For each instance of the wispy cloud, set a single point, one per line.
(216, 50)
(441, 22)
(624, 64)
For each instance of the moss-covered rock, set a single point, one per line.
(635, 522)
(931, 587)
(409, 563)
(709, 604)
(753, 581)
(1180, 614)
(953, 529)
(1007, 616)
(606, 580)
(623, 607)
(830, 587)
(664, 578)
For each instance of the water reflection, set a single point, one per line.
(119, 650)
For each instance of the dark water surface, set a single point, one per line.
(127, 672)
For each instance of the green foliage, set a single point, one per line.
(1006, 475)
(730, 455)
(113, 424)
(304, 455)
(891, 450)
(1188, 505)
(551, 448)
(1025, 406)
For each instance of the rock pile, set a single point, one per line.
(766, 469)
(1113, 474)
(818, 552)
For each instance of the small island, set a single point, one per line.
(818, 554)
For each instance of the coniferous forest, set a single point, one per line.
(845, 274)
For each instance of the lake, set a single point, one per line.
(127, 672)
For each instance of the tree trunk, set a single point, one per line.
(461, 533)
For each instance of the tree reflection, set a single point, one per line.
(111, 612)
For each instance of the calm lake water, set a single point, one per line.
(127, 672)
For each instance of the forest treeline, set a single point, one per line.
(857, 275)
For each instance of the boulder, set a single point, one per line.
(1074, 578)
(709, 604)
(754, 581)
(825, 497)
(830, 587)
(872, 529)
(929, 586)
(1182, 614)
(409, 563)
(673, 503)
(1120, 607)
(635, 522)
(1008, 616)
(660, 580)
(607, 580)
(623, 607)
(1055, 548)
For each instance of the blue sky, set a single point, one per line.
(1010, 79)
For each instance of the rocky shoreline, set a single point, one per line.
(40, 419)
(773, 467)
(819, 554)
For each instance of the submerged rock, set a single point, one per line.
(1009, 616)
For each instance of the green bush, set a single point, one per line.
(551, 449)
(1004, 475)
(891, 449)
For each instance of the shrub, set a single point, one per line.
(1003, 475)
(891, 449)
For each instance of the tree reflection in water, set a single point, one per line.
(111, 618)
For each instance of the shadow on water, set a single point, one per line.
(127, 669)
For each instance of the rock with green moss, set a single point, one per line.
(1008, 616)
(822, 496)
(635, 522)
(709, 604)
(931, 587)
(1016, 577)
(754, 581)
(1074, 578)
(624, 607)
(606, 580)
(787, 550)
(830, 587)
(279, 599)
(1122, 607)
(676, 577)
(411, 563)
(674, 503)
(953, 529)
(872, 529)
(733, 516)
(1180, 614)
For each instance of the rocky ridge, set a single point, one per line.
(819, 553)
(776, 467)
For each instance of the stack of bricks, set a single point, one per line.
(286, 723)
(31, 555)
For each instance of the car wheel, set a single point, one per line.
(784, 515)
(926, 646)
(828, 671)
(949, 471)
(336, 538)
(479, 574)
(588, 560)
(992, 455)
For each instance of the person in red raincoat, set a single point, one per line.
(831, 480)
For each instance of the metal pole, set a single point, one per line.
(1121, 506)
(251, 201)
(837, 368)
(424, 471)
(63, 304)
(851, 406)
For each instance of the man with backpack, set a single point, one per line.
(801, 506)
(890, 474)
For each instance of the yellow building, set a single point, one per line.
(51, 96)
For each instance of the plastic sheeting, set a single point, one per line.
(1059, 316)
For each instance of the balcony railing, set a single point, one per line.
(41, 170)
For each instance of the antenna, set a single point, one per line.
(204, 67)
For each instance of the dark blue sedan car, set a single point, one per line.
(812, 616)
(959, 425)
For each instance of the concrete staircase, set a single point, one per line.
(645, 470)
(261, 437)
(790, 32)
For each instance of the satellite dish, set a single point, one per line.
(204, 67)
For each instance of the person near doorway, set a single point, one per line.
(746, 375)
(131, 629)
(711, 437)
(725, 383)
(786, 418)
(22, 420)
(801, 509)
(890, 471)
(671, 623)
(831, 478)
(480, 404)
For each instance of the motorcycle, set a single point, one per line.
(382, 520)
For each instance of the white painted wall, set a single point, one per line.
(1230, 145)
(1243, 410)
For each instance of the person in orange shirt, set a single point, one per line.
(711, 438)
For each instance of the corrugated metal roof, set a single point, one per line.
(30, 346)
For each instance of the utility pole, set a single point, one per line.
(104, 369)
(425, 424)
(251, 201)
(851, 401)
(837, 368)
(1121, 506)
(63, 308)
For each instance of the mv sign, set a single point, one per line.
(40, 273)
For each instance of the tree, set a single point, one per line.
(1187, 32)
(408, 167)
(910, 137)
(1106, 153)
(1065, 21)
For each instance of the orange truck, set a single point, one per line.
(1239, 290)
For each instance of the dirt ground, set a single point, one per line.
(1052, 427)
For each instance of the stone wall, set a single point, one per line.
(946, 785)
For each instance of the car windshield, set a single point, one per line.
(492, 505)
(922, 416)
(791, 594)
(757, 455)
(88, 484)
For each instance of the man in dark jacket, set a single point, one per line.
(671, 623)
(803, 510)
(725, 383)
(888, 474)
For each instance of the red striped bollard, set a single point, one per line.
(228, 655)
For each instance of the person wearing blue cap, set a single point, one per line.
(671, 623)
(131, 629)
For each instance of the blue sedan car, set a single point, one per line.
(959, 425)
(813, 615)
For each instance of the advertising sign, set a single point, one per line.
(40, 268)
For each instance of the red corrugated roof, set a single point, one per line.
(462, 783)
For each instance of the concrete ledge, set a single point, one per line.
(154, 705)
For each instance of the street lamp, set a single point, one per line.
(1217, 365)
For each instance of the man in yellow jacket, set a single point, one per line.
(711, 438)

=======

- Given instruction: Reproduce every entry above verbatim, line for line, with no omissions or changes.

- Task output:
For each instance of the wispy cloud, set a single point, one per line.
(216, 50)
(441, 22)
(624, 64)
For each instance of the moss-covered rock, set a single point, one per line.
(635, 522)
(931, 587)
(409, 563)
(709, 604)
(753, 581)
(1180, 614)
(953, 529)
(1007, 616)
(606, 580)
(623, 607)
(830, 587)
(664, 578)
For each instance of the water reflection, set a single point, one per line.
(119, 650)
For each instance of the dark water surface, set a single point, one per line.
(127, 672)
For each instance of the green foliage, set a single point, one per line.
(1006, 475)
(730, 455)
(113, 424)
(304, 455)
(891, 450)
(1188, 505)
(551, 448)
(1025, 406)
For each instance of the rock pile, set a single point, one per line.
(766, 469)
(1113, 474)
(818, 552)
For each instance of the small island, set a single point, one per line.
(818, 554)
For each instance of the coniferous forest, set a single point, one per line.
(845, 274)
For each instance of the lake, set a single point, one per line.
(127, 672)
For each instance of the tree trunk, set a single point, one per line.
(461, 533)
For each instance of the tree reflection, set a single point, one per line.
(111, 612)
For each instance of the calm lake water, set a single point, one per line.
(127, 672)
For each instance of the forest treeline, set a single point, one per line.
(857, 275)
For each instance of the boulder, set a single point, one per line.
(1074, 578)
(709, 604)
(754, 581)
(825, 497)
(830, 587)
(872, 529)
(929, 586)
(1182, 614)
(409, 563)
(673, 503)
(1120, 607)
(635, 522)
(1008, 616)
(660, 580)
(607, 580)
(623, 607)
(1055, 548)
For each instance of the blue sky, set a single point, one per line.
(1010, 79)
For each instance of the rocky shoreline, set a single point, one per line.
(40, 419)
(773, 467)
(819, 554)
For each instance of the submerged rock, set a single point, one per line.
(1009, 616)
For each instance of the green bush, set a single point, one per line.
(551, 449)
(1004, 475)
(891, 449)
For each instance of the shrub, set a single point, one per line.
(1003, 475)
(891, 449)
For each instance of the tree reflection in water, set a single point, one per line.
(111, 618)
For each instance of the shadow on water, set a single point, one per line.
(127, 669)
For each instance of the rock with green moss, set a single point, one per line.
(1008, 616)
(822, 496)
(635, 522)
(709, 604)
(931, 587)
(1016, 577)
(754, 581)
(1074, 578)
(624, 607)
(606, 580)
(787, 550)
(830, 587)
(279, 599)
(1122, 607)
(676, 577)
(411, 563)
(674, 503)
(953, 529)
(872, 529)
(733, 516)
(1180, 614)
For each instance of the rocky ridge, set a single point, one per line.
(819, 553)
(776, 467)
For each instance of the stack of bricks, set a single point, one per line.
(286, 723)
(31, 555)
For each instance of the car wheel, set a single point, one per line.
(784, 515)
(926, 646)
(828, 671)
(949, 471)
(336, 538)
(479, 574)
(588, 560)
(992, 455)
For each instance of the person in red raincoat, set a single point, one per line.
(831, 480)
For each instance of the metal pole, set a single point, one per line.
(1121, 506)
(251, 201)
(837, 368)
(424, 471)
(63, 304)
(851, 406)
For each instance of the man with backpack, set a single point, one per line.
(801, 506)
(890, 474)
For each instance of the yellow building, set a single point, one per line.
(51, 96)
For each instance of the plastic sheeting, set a single point, one per line.
(1059, 316)
For each instance of the balcony railing, set a single point, one per line.
(41, 170)
For each instance of the antenna, set a single point, one per line.
(204, 67)
For each instance of the dark blue sedan car, set a single point, one per line.
(812, 616)
(959, 425)
For each instance of the concrete staircase, set a single point, one per line.
(645, 470)
(261, 437)
(790, 32)
For each instance of the satellite dish, set a single point, one per line.
(204, 67)
For each instance of the person near doorway, set a single point, one per line.
(746, 375)
(131, 629)
(711, 437)
(725, 383)
(786, 418)
(22, 420)
(801, 509)
(890, 471)
(671, 623)
(831, 478)
(480, 404)
For each instance of the motorcycle, set a single point, one per line.
(382, 520)
For each instance of the white painted wall, set a single point, one per line.
(1230, 145)
(1243, 410)
For each instance of the person in orange shirt, set a single point, one per line.
(711, 438)
For each instance of the corrugated metal roof, set a single point, one per line.
(30, 346)
For each instance of the utility pole, set a single point, one per line.
(104, 369)
(425, 424)
(251, 201)
(851, 401)
(837, 368)
(1121, 506)
(63, 308)
For each instance of the mv sign, set a single point, one per line.
(40, 273)
For each instance of the tree, set a single point, one per line.
(1187, 32)
(408, 167)
(910, 137)
(1106, 153)
(1065, 21)
For each instance of the orange truck, set a single point, one per line.
(1239, 290)
For each instance of the dirt ground, set a single point, one per line.
(1052, 427)
For each instance of the stone wall, set a single point, one per line.
(946, 785)
For each instance of the car windshield, set a single point, one per line.
(492, 505)
(922, 416)
(791, 594)
(757, 455)
(88, 484)
For each instance of the man in dark jacket, set a single point, one per line.
(671, 623)
(803, 510)
(725, 383)
(888, 474)
For each instance of the red striped bollard, set a single point, one per line.
(228, 655)
For each instance of the person wearing blue cap, set a single point, one per line.
(671, 623)
(131, 629)
For each instance of the blue sedan car, set a single point, one per line.
(959, 425)
(813, 615)
For each instance of the advertising sign, set a single point, one per line.
(40, 268)
For each instance of the red corrugated roof, set a single point, one per line.
(462, 783)
For each instance of the concrete ledge, set a single point, one per line.
(154, 705)
For each instance of the street lamp, set a single point, one per line.
(1217, 365)
For each instance of the man in yellow jacket, set a single point, one per line.
(711, 438)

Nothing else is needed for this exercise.